Activity list –
a: Reproduce the part of the same-sex military benefits article that runs from "Though Panetta’s announcement" down to "on the books.", word for word.
b: List every person named in the same-sex military benefits article.
c: Pick up the article on same-sex military benefits where it ends and write what comes next.

------ Page excerpt

Updated: Panetta extends benefits to same-sex military families
Secretary of Defense Leon Panetta on Monday announced he will extend to nearly the full extent permitted under current law the benefits available to gay and lesbian service members and their families.
Though Panetta’s announcement did not include a number of important items that could have been granted — including burial rights at national cemeteries and some overseas travel for spouses, which remain under consideration — advocates called the package “substantive” and acknowledged that the Pentagon has done almost as much as it can with the federal Defense of Marriage Act (DOMA) still on the books.
“Secretary Panetta’s decision today answers the call President Obama issued in his inaugural address to complete our nation’s journey toward equality, acknowledging the equal service and equal sacrifice of our gay and lesbian service members and their families,” said Allyson Robinson, Executive Directory ofOutServe-SLDN, an national advocacy group for LGBT service members and veterans.
“We thank him for getting us a few steps closer to full equality — steps that will substantively improve the quality of life of gay and lesbian militaryfamilies,” said Robinson.
The package of recognition, support, and benefits — which includes the issuance of military identification cards, access to family support initiatives, and joint duty assignments — does not address the larger issues of health care, housing, and survivors’ benefits restricted by DOMA and other federal statutes.
“Today, the Pentagon took a historic step forward toward righting the wrong of inequality in our armed forces, but there is still more work to be done,” said Chad Griffin, President of the Human Rights Campaign.

------------
------ Given information

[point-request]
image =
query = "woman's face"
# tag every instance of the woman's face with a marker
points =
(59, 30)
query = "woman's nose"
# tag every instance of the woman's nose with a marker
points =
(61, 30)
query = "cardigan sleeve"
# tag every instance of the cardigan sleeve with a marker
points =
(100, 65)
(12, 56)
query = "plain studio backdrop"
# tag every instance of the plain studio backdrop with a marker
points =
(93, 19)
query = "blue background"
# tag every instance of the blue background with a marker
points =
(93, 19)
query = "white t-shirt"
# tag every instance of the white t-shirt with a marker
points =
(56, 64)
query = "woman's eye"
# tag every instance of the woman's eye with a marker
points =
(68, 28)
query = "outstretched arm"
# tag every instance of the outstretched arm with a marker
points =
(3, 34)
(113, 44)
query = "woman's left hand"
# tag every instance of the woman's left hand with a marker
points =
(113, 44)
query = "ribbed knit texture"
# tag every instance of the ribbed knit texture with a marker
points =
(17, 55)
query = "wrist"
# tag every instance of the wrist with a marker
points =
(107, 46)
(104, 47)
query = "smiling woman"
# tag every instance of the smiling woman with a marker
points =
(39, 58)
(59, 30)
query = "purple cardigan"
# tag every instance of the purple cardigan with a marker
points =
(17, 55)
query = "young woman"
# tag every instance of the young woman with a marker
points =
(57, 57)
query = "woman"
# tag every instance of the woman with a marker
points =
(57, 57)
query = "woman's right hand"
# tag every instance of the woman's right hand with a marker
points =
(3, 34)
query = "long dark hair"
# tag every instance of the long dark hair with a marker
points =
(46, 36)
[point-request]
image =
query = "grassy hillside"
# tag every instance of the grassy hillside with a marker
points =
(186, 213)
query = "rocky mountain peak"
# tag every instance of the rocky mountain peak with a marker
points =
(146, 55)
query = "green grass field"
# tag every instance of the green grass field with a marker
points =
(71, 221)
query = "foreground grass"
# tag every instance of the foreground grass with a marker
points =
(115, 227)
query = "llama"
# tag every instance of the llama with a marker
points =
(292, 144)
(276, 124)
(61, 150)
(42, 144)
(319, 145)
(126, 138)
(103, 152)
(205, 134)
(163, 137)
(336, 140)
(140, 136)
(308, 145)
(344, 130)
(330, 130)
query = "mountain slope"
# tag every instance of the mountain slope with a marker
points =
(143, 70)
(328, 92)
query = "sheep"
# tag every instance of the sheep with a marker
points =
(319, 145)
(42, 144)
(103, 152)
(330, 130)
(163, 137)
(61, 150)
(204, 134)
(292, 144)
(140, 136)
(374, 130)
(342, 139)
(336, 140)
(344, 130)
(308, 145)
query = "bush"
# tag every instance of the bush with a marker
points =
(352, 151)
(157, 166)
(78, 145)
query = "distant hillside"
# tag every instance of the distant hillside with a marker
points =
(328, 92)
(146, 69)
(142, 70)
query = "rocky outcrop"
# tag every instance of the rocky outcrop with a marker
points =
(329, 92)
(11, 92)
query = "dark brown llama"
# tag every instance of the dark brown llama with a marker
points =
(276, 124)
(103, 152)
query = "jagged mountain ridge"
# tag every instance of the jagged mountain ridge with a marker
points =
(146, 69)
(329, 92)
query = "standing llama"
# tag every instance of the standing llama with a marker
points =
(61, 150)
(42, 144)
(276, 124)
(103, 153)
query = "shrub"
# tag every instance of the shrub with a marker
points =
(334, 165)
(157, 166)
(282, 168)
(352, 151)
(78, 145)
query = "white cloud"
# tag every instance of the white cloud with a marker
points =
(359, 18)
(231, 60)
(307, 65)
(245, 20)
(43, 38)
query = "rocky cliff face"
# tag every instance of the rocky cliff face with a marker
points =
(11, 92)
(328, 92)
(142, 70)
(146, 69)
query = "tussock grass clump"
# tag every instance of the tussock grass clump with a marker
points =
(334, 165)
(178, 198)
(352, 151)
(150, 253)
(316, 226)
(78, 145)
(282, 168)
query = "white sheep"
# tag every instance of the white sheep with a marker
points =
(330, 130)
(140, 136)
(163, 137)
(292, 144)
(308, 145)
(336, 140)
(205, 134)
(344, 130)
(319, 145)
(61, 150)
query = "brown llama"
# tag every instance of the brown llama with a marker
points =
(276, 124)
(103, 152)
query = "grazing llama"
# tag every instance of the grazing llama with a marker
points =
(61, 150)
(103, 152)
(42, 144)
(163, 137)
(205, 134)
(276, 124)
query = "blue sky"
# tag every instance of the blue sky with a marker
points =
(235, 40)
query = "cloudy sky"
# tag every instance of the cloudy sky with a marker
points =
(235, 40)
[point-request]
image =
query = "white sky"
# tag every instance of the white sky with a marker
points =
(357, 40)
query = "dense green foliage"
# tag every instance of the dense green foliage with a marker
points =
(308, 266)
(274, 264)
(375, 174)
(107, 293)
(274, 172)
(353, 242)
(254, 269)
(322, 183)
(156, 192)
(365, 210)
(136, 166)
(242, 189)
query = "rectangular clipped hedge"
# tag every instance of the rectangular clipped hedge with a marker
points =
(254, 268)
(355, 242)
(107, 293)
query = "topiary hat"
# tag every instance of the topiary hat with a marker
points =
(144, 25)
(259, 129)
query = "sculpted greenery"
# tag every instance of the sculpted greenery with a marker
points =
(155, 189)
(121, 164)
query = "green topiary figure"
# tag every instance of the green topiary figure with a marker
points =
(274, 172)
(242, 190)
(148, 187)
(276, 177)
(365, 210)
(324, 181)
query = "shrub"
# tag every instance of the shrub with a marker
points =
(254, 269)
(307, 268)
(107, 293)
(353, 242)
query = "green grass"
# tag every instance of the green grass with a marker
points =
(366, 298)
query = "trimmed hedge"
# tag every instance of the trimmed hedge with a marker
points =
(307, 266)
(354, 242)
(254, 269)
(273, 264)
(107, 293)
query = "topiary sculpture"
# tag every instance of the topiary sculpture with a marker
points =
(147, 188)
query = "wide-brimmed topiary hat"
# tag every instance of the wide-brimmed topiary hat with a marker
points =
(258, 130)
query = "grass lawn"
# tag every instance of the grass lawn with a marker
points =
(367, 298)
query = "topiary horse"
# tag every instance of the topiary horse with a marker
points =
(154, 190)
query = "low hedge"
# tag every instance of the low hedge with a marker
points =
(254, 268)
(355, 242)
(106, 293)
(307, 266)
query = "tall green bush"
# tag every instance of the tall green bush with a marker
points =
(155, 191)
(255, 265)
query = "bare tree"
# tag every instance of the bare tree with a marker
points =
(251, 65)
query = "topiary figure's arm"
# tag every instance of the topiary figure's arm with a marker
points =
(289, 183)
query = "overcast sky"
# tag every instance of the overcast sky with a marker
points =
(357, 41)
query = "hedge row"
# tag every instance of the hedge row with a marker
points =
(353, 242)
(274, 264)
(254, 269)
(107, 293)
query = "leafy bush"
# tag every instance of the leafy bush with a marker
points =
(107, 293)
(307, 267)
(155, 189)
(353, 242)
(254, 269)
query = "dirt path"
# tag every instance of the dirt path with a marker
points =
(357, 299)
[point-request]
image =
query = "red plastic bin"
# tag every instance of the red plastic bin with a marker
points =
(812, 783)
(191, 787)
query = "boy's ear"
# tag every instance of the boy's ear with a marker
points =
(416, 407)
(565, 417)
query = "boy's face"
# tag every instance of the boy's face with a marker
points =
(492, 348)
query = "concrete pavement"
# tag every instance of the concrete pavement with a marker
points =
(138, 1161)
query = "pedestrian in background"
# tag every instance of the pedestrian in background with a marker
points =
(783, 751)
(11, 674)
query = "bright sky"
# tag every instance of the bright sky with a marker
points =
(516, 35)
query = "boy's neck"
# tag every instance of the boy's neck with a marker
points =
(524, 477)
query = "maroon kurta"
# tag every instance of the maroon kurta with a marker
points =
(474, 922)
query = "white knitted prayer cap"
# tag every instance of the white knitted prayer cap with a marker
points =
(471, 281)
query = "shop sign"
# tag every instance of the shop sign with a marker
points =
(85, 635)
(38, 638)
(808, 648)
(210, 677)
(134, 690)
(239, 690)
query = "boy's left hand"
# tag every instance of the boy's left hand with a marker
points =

------------

Answers for the tasks –
a:
Though Panetta’s announcement did not include a number of important items that could have been granted — including burial rights at national cemeteries and some overseas travel for spouses, which remain under consideration — advocates called the package “substantive” and acknowledged that the Pentagon has done almost as much as it can with the federal Defense of Marriage Act (DOMA) still on the books.

b: Leon Panetta, President Obama, Allyson Robinson, Chad Griffin

c:
“Gay and lesbian service members and their families make sacrifices every day, and this country owes them every measure of support we can provide. Since the repeal of ‘Don’t Ask, Don’t Tell,’ the Obama administration has shown true leadership on this issue. But even today, the discriminatory Defense of Marriage Act makes inequality for gay and lesbian military families a legal requirement,” said Griffin.
It’s time to right this wrong. When the Supreme Court considers the constitutionality of DOMA in the coming weeks, they should take note of the real harm this law inflicts every day. The Court should reflect on the sacrifice made by Americans like Staff Sergeant Tracy Johnson, whose wife was killed in action late last year, or the family of Chief Warrant Officer Charlie Morgan, who succumbed to cancer earlier this week. In both cases, DOMA barred specific benefits that could soften the tragic blow of the loss of a loved one. The Court should strike down this hateful law once and for all so that this country can finally guarantee full equality for all who serve.”
The Supreme Court is set to consider DOMA next month, and is expected to issue a ruling later this year.